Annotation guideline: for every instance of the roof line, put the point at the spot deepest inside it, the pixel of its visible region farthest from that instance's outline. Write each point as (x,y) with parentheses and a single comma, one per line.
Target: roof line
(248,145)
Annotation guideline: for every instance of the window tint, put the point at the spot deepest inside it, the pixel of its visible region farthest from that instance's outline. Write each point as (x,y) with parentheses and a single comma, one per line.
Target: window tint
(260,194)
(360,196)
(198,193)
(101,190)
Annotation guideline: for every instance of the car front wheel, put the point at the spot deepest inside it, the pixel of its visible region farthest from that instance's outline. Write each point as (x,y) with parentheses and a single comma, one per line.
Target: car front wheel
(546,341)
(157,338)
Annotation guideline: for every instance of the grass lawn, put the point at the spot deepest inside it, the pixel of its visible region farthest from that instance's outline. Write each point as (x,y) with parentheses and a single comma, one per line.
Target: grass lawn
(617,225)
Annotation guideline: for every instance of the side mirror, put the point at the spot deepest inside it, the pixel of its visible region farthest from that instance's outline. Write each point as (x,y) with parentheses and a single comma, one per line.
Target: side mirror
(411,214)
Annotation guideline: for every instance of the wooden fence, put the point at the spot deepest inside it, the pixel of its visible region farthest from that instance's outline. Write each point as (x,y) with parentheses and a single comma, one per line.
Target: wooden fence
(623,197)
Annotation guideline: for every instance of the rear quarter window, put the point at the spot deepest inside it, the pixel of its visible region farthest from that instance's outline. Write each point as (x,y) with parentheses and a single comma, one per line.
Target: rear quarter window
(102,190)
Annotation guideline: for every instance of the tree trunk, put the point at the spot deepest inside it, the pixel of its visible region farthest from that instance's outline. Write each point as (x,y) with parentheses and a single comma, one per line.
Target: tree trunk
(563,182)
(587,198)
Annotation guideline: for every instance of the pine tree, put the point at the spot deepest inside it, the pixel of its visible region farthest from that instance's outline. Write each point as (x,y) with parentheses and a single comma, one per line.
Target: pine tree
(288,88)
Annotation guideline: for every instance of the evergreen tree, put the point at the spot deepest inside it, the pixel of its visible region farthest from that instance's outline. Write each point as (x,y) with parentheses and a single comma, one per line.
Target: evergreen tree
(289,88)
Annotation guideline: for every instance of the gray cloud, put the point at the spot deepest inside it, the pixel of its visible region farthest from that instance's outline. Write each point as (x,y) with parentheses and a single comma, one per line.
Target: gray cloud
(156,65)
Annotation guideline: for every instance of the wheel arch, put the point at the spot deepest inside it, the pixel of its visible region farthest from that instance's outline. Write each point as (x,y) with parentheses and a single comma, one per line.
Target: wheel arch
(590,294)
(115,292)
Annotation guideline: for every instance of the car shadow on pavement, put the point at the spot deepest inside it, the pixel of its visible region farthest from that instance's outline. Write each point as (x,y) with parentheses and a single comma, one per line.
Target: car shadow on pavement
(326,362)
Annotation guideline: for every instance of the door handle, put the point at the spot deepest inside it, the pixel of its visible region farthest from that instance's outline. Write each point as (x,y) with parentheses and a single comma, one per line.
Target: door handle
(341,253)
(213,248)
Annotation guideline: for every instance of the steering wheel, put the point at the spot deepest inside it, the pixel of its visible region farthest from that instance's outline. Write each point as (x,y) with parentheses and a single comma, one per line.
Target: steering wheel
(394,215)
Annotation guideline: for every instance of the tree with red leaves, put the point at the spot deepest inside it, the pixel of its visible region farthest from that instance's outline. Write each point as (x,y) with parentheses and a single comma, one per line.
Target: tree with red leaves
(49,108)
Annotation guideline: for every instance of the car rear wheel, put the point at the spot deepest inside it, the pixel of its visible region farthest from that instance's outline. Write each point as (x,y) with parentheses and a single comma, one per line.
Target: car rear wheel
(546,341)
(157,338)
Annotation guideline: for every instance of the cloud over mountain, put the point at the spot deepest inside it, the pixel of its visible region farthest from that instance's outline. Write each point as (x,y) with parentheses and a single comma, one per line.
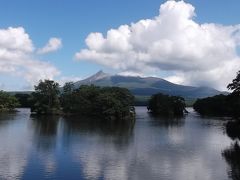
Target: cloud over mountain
(17,57)
(173,42)
(53,45)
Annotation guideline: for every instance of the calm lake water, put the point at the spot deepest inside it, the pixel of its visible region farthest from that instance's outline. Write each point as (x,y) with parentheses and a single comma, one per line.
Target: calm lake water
(57,148)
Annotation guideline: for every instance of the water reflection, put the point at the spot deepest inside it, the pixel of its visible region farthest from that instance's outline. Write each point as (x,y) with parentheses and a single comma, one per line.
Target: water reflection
(77,148)
(167,121)
(15,145)
(232,157)
(45,131)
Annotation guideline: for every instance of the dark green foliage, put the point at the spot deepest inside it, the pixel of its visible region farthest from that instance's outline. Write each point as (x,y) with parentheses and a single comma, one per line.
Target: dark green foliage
(232,157)
(7,102)
(233,129)
(216,105)
(45,99)
(66,98)
(104,103)
(24,100)
(166,105)
(235,85)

▸ **The problem**
In the listing above, find the line with "Target: steering wheel" and the line with "Annotation guideline: for every instance of the car rear". Output those two lines and every line between them, exactly as written.

▸ **Task response**
Target: steering wheel
(394,215)
Annotation guideline: for every instance of the tree with red leaves, put the point at the spot deepest inside it, the pixel of its visible region farthest from that instance's outline. Write each point as (x,y) with parentheses and a single comma, one per line.
Target: tree with red leaves
(49,108)
Annotation guideline: for every instance of the car rear wheel, put the point at the spot deepest inside it, the pixel of its visible region farthest from that instance's outline. Write each point as (x,y) with parentheses and a single comma, one per line.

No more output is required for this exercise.